### TASKS TO PERFORM
1/ Which spans of time does the sat nav post mention? List every one.
2/ Can you reproduce, word for word, the stretch of the sat nav post from "# Sat nav problems" through "to spare waiting."?
3/ How would you put this sentence from the sat nav post into Spanish: "Resetting the unit doesn't solve the problem."
======== EXTRACT
# Sat nav problems on 2012 Autotrail



## BnJ (Apr 19, 2013)

Ok I know many people have had problems with the combination unit fitted around this time and we sat smugly thinking ours is working fine UNTIL of course 1 year after the end of the warranty. Now the screen frequently just freezes and won't accept any touch commands for anything up to a couple of hours and then works normally for 1 minute and then freezes again. The unit will accepts commands via the remote control for the TV but that's about it. Resetting the unit doesn't solve the problem. This problem makes the Sat Nav next to useless unless you have the patience of St Peter and several hours to spare waiting.

I have contacted the only company who can, and do, repair these units now (Les Evans) and they haven't come across the problem before but can sell me a replacement (non autotrail) unit that does all the same as this one for a little over £1000.
================
======== MATERIAL PROVIDED
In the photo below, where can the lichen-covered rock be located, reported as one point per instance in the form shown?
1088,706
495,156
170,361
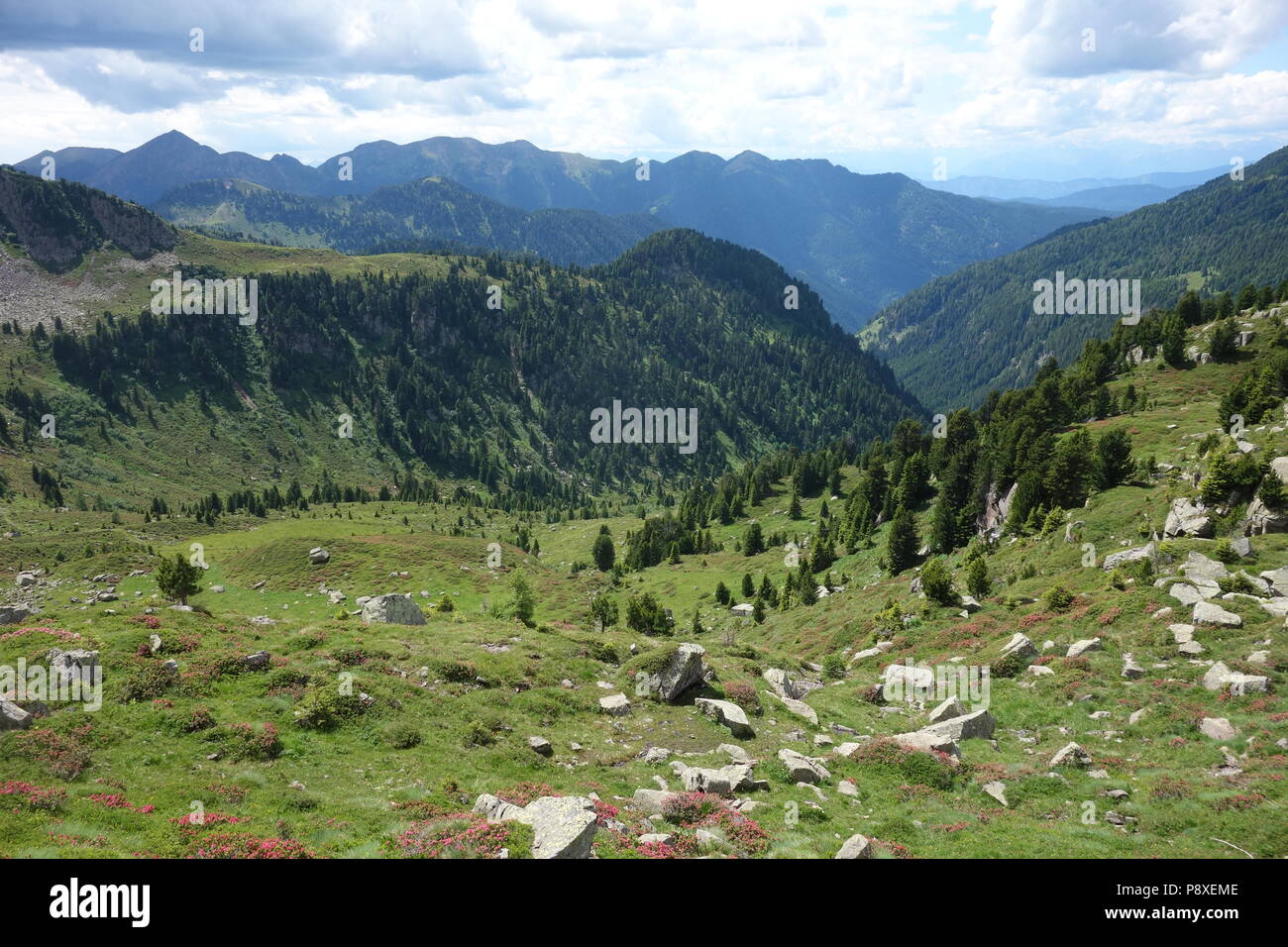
================
### RESULTS FOR EACH TASK
1/
- 1 year (after the end of the warranty)
- a couple of hours (how long the screen can stay frozen)
- 1 minute (how long it then works normally)
- several hours (time to spare waiting)

2/
# Sat nav problems on 2012 Autotrail



## BnJ (Apr 19, 2013)

Ok I know many people have had problems with the combination unit fitted around this time and we sat smugly thinking ours is working fine UNTIL of course 1 year after the end of the warranty. Now the screen frequently just freezes and won't accept any touch commands for anything up to a couple of hours and then works normally for 1 minute and then freezes again. The unit will accepts commands via the remote control for the TV but that's about it. Resetting the unit doesn't solve the problem. This problem makes the Sat Nav next to useless unless you have the patience of St Peter and several hours to spare waiting.

3/ Reiniciar la unidad no soluciona el problema.